> PAGE EXTRACT:
In a separate tradition to the honorary doctorates often presented at graduation ceremonies, a higher doctoral degree is awarded to candidates who are assessed by their academic peers as being a recognised authority commanding international attention. Recipients of this prestigious award have contributed significantly to the advancement of learning by extensive original contributions.

From her first publication on Miles Franklin, an article in 1980, to the publication of her magisterial Stella Miles Franklin: A Biography in 2008, Roe has gained a reputation as an authority of international standing and a leader within her field of scholarship.

She has published books on urban and social policy history in Australia and is now the leading authority on the life and works of Australian writer Stella Miles Franklin.

Her biography of Miles Franklin has been described as one of the best biographies produced in western scholarship written with wit, charm and erudition. It was awarded the Queensland Premier’s History Book Prize for 2009, and the South Australian Premier’s Non-Fiction prize and the Magarey Medal for Biography in 2010.

Her work has laid the basis for other academics while setting an enviably high benchmark. Future scholars in women’s history and Australian history owe her a great deal.

Roe’s published works – her two pioneering scholarly editions of Franklin’s writings and her major biography of Franklin, and the Harvard essay that situates Franklin in the global intellectual and activist context of ’Australian Women in America’ – change the way Australian culture must be understood and interpreted for future generations, through its arguments for the achievement of one of its formative figures.

> WORK TO DO:
[1] Using the extract about Roe, answer:
(a) In what year did Roe's first publication on Miles Franklin appear?
(b) Which prize did her biography of Miles Franklin receive for 2009?
(c) With what three qualities is that biography described as having been written?
[2] List every prize or medal that the extract about Roe says her biography of Miles Franklin was awarded.
[3] Transcribe the extract about Roe from "Her biography of" up to and including "Biography in 2010.".
The lines that come next are separate material.

> RECORD SET:
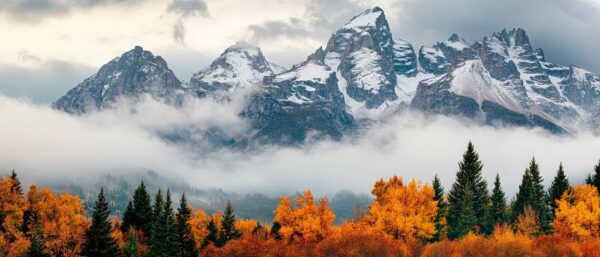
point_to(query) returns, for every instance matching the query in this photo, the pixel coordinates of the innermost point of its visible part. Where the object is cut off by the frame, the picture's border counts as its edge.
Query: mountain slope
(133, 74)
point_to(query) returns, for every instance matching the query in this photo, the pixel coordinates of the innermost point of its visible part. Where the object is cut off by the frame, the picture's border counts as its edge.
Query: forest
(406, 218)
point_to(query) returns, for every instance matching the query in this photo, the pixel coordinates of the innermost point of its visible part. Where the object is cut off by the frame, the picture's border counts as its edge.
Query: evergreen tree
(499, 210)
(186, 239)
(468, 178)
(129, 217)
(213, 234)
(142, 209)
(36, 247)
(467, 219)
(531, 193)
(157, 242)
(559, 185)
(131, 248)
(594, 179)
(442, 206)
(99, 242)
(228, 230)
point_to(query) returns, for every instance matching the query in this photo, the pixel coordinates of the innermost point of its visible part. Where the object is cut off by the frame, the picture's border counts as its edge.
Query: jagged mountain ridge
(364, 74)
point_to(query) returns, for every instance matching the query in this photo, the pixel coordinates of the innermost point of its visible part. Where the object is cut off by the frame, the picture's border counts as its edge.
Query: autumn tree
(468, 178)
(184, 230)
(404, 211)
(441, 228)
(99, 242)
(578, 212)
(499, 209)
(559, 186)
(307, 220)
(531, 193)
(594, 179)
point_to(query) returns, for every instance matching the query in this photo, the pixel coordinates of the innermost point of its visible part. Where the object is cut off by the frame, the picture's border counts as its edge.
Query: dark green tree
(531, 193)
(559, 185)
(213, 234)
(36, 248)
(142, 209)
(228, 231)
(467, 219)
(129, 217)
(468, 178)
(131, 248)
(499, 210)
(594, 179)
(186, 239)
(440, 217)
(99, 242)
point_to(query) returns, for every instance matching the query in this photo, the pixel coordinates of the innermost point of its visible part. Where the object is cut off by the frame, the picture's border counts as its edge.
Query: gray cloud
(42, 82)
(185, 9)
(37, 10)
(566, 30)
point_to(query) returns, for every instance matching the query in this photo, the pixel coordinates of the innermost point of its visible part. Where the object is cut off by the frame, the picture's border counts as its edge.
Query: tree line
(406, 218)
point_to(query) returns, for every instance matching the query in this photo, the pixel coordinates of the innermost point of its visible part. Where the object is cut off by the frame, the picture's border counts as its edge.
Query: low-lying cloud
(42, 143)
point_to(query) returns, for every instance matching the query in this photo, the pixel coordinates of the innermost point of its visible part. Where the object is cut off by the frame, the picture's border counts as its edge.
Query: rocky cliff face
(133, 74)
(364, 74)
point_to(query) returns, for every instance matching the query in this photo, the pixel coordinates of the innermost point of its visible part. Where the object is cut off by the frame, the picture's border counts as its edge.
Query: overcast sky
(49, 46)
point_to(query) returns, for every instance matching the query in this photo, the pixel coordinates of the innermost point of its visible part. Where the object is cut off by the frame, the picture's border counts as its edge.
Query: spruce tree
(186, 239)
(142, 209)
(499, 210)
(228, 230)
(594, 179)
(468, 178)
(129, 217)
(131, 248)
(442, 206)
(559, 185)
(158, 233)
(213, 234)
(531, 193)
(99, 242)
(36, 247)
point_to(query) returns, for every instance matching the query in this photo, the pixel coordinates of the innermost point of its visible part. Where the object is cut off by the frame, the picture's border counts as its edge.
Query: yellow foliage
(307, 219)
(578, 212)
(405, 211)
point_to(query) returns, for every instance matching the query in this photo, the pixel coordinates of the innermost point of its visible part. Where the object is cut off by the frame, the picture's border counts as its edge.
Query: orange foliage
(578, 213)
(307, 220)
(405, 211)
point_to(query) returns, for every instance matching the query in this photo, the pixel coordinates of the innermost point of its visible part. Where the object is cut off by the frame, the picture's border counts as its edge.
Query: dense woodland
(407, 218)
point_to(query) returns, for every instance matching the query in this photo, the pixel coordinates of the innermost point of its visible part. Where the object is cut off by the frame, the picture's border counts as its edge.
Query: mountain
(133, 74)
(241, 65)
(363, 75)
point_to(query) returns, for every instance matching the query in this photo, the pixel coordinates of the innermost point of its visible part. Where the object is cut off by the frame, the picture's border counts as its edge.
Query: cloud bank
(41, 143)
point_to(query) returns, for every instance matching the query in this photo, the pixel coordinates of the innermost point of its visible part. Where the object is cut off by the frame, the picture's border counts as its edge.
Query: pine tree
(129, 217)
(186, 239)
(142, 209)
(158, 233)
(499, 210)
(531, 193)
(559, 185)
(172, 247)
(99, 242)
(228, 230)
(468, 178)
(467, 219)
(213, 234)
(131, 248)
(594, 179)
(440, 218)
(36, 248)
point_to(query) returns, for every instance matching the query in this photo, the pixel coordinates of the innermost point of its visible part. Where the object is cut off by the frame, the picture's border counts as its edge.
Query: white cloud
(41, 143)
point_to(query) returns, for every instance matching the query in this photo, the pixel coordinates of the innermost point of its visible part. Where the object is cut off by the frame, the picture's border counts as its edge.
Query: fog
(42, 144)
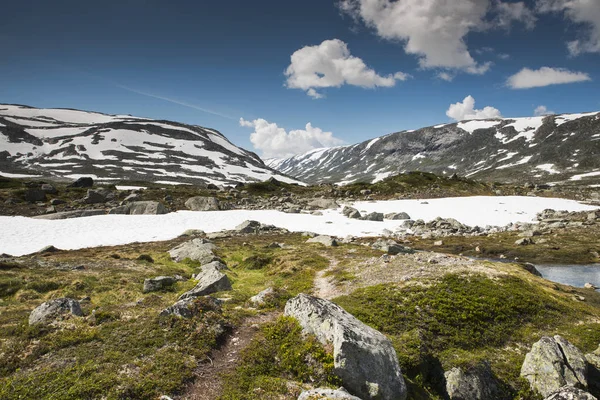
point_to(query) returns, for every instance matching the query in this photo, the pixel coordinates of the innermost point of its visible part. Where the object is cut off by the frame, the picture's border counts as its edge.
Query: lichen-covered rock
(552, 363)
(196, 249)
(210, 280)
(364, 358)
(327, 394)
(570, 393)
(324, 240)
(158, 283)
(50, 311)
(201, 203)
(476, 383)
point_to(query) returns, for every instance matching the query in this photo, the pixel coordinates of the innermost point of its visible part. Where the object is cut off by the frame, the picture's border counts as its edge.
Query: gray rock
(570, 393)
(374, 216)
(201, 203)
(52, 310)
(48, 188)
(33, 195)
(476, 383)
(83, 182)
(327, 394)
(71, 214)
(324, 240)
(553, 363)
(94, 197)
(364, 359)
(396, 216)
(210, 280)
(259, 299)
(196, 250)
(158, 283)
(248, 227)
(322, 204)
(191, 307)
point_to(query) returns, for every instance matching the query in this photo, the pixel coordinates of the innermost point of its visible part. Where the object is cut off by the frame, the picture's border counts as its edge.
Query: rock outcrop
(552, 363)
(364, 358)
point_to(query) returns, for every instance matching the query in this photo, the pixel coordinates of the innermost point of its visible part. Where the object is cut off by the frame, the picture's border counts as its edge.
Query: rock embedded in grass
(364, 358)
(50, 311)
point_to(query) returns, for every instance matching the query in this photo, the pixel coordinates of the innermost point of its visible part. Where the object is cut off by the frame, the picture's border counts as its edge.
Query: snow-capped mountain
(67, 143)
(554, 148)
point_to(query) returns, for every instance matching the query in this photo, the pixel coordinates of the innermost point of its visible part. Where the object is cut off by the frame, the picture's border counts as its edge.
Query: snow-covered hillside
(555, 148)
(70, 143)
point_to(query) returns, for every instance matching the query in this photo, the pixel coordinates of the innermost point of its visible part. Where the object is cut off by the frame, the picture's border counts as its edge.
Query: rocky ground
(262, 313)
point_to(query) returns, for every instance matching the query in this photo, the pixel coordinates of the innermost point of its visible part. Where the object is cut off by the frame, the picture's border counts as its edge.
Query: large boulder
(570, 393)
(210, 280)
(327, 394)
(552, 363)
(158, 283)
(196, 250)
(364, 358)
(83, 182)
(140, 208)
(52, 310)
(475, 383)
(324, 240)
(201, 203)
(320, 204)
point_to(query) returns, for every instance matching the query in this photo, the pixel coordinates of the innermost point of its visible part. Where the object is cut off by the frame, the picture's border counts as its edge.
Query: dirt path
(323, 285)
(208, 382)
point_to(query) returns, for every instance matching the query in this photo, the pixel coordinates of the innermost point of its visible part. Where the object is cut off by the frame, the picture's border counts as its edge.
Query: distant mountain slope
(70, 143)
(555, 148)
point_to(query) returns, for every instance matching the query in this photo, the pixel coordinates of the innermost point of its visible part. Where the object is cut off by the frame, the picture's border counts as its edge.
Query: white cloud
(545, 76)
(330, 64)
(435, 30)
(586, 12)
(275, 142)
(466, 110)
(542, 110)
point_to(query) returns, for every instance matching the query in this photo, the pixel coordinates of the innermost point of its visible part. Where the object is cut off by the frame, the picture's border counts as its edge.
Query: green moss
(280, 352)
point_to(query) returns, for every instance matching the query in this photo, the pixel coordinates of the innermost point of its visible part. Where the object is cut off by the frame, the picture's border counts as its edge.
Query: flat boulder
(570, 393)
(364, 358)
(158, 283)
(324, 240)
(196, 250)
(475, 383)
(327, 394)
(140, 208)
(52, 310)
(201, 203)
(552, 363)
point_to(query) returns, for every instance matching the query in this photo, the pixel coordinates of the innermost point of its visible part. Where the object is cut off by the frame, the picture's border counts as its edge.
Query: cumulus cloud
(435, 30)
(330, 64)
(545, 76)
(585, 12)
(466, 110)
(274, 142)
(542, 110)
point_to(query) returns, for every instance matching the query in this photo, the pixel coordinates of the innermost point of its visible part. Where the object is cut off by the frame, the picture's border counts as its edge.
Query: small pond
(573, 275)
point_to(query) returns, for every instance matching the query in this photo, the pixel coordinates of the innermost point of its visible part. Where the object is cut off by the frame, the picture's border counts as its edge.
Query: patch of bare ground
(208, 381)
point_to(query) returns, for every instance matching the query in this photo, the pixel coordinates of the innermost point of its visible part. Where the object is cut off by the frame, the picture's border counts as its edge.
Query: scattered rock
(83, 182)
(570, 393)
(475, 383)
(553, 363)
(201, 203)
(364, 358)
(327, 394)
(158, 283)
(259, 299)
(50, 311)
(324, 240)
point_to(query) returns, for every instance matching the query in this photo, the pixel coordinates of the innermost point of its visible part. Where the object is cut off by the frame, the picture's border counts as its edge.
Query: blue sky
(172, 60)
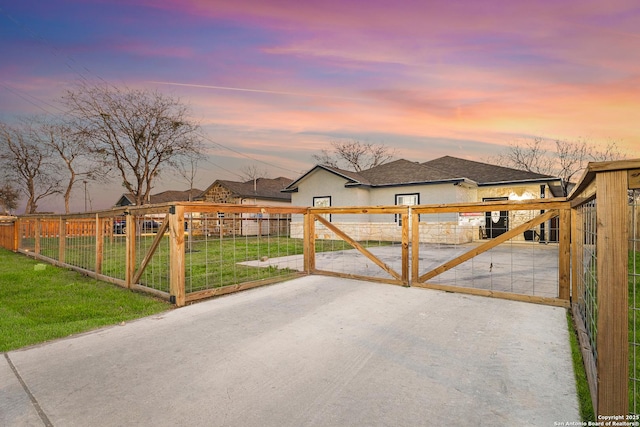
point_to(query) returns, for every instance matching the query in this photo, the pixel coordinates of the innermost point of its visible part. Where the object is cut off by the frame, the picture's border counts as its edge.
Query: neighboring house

> TASK ANSWERS:
[1]
(a) 1980
(b) The Queensland Premier’s History Book Prize
(c) Wit, charm and erudition

[2]
- Queensland Premier’s History Book Prize
- South Australian Premier’s Non-Fiction prize
- Magarey Medal for Biography

[3]
Her biography of Miles Franklin has been described as one of the best biographies produced in western scholarship written with wit, charm and erudition. It was awarded the Queensland Premier’s History Book Prize for 2009, and the South Australian Premier’s Non-Fiction prize and the Magarey Medal for Biography in 2010.